:: Trecho do texto

O rio Cunene nasce na província de Huambo, no Planalto Central de Angola, percorrendo cerca de 1.200 km até atingir sua foz no Oceano Atlântico na Namíbia. Sua bacia hidrográfica ocupa uma área total superior a 106 mil km2, sendo que 75% dessa área fica dentro do território angolano. 

O trecho final do rio Cunene, que marca a fronteira entre Angola e a Namíbia, é surpreendente – é um dos poucos cursos de águas perenes numa região extremamente árida. Aliás, o rio atravessa um longo trecho do Deserto do Kalahari, uma região que engloba mais de 900 mil km2 na Namíbia, África do Sul, Angola e Botswana. Próximo da foz, junto ao Oceano Atlântico, o rio cruza uma faixa do Deserto do Namibe

Kalahari deriva da palavra kgalagadi, que na língua dos povos da região significa “o lugar da grande sede”. namib significalugar vasto e desolado”. Essas duas referências, por si só, já nos dão uma ideia da importância desse rio. A foto que ilustra essa postagem foi tirada bem perto da foz do rio e mostra bem a aridez do lugar. 

O Planalto Central de Angola, conhecido localmente como Planalto de Bié, é uma região de clima temperado no centro do país e com chuvas abundantes. Cerca de metade da população rural de Angola vive nessa região. As nascentes dos rios que formam algumas das principais bacias hidrográficas da África Austral ficam nesse Planalto. 

Conforme o rio Cunene vai seguindo para o Sul de Angola e atinge altitudes cada vez menores, as paisagens vão ficando cada vez mais áridas, primeiro na forma de savanas semiáridas até que, finalmente, se transformam em um grande deserto. Nessas regiões, o rio é a fonte de vida de diversos povos tradicionais, que dependem do Cunene para a produção agrícola e para a criação de animais. Essas águas também são essenciais para uma grande diversidade de animais selvagens. 

De acordo com informações do Governo de Angola, existem projetos para a irrigação de uma área de mais de 600 mil hectares na bacia hidrográfica do rio Cunene até o ano de 2025. A maior parte desses projetos está concentrado no médio curso do rio. 

Entre os projetos já implantados destacam-se os de Matala e Humpata-Neves, na Província de Hulia, e Manquete, na Província de Kunene. A esses projetos se juntam Chibia-Gandjelas, na Província de Hulia, e Calueque, na Província de Kunene, sistemas atualmente inativos que receberam prioridade para reabilitação pelo Programa Nacional de Sistemas de Irrigação. 

Esse Programa também prevê a criação de novos sistemas de irrigação. A lista inclui o sistema Quipungo-Malipe, que atenderá cerca de 200 hectares; o Sendi, com 1.500 hectares, e o Chicungu, com cerca de 300 hectares. Todos esses sistemas ficam na Província de Hulia. Na Província de Kunene destaca-se o sistema Calueque, que atenderá uma área com 16 mil hectares.

::::
:: Dados fornecidos

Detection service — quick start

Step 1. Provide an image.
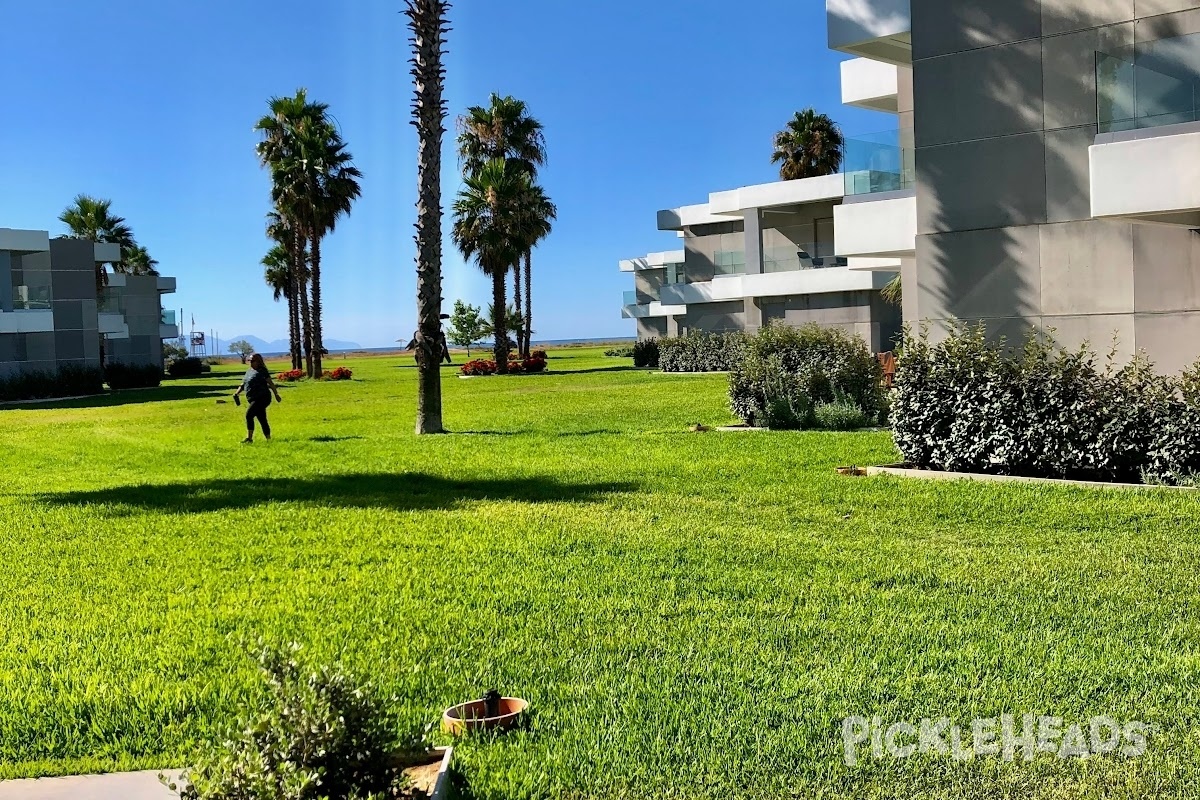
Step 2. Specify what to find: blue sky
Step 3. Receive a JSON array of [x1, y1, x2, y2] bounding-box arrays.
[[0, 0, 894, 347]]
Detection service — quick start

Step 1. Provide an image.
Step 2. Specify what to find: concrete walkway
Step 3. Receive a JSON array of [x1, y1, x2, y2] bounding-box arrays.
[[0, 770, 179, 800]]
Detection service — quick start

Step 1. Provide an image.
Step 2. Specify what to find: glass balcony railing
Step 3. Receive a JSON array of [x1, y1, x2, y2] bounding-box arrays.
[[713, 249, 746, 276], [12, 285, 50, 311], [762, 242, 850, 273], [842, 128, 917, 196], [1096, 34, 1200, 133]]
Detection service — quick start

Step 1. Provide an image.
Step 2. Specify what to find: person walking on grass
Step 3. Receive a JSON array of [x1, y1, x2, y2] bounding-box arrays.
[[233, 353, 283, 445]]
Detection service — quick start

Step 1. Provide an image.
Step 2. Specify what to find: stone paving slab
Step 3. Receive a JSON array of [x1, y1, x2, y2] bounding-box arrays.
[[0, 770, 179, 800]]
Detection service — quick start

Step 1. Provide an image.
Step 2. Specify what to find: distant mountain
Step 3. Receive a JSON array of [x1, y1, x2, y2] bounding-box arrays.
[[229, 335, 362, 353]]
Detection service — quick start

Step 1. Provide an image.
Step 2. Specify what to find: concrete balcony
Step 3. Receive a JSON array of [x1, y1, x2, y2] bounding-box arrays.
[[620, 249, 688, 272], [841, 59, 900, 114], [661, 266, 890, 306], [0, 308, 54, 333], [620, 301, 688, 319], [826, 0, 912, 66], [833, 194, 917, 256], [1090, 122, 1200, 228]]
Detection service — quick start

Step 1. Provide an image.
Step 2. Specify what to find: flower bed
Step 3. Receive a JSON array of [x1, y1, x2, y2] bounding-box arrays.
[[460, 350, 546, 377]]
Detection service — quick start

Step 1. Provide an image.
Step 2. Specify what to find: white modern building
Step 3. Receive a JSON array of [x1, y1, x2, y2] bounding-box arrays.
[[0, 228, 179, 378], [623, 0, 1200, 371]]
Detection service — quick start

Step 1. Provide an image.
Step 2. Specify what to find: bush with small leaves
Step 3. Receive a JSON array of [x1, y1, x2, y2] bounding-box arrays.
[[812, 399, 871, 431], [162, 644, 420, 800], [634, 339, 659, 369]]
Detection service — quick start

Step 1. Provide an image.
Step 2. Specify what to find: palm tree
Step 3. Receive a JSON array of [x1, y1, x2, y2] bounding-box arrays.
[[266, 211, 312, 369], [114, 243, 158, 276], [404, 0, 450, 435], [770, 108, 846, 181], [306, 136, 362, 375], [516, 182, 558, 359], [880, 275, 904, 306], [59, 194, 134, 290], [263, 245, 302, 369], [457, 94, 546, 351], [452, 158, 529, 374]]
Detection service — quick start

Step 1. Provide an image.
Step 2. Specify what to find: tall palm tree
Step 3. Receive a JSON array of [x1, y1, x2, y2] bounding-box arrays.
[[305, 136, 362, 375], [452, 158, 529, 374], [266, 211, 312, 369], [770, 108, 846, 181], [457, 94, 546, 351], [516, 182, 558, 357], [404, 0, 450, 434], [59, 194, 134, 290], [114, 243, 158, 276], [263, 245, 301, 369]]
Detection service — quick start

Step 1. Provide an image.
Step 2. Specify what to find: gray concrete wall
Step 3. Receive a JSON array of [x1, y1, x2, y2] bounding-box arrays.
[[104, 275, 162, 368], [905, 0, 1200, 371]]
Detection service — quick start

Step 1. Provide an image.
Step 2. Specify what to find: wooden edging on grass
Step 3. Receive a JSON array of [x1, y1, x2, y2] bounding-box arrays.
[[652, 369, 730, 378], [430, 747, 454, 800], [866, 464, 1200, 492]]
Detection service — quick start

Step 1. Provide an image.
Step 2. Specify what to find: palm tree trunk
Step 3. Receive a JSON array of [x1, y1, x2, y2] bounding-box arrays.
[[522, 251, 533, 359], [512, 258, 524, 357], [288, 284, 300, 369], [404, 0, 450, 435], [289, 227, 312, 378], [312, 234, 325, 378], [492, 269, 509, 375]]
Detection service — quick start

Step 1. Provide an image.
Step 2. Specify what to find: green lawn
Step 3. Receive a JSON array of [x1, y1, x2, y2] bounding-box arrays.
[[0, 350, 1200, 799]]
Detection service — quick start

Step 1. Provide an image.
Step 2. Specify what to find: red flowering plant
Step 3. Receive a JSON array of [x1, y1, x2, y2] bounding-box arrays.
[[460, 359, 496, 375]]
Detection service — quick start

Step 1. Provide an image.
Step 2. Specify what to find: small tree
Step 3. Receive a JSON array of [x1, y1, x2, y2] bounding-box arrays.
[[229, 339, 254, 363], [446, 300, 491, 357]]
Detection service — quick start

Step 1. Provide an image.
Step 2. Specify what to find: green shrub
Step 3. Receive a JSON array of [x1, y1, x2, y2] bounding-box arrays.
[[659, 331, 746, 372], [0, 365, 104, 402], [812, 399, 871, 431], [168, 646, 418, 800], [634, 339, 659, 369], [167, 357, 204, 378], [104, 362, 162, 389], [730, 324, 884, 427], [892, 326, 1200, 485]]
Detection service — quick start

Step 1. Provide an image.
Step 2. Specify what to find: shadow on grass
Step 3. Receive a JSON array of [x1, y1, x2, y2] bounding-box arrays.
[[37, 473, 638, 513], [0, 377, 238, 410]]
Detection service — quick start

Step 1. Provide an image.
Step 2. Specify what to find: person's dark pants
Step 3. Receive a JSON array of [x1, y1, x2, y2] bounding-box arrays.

::::

#### Desafios:
[1] Por favor, liste todos os países que, segundo o texto sobre o rio Cunene, são abrangidos pelo Deserto do Kalahari.
[2] De acordo com o texto sobre o rio Cunene, que porcentagem da área da bacia hidrográfica do rio fica em território angolano?
[3] Devolva exatamente a parte do texto sobre o rio Cunene que começa nas palavras "Entre os projetos" e termina depois de "16 mil hectares.".
Os dados não têm nenhum papel nesta atividade.

#### Respostas comentadas:
[1] Namíbia, África do Sul, Angola e Botswana.

[2] 75%.

[3]
Entre os projetos já implantados destacam-se os de Matala e Humpata-Neves, na Província de Hulia, e Manquete, na Província de Kunene. A esses projetos se juntam Chibia-Gandjelas, na Província de Hulia, e Calueque, na Província de Kunene, sistemas atualmente inativos que receberam prioridade para reabilitação pelo Programa Nacional de Sistemas de Irrigação. 

Esse Programa também prevê a criação de novos sistemas de irrigação. A lista inclui o sistema Quipungo-Malipe, que atenderá cerca de 200 hectares; o Sendi, com 1.500 hectares, e o Chicungu, com cerca de 300 hectares. Todos esses sistemas ficam na Província de Hulia. Na Província de Kunene destaca-se o sistema Calueque, que atenderá uma área com 16 mil hectares.